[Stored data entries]
Content starts

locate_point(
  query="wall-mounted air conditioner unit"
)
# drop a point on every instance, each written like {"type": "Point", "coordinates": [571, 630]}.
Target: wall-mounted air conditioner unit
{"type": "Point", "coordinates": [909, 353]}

Content ends

Exactly as written above, please repeat the entries.

locate_point(
  query="wall-mounted air conditioner unit"
)
# drop a point on every instance, each written like {"type": "Point", "coordinates": [571, 630]}.
Target: wall-mounted air conditioner unit
{"type": "Point", "coordinates": [909, 353]}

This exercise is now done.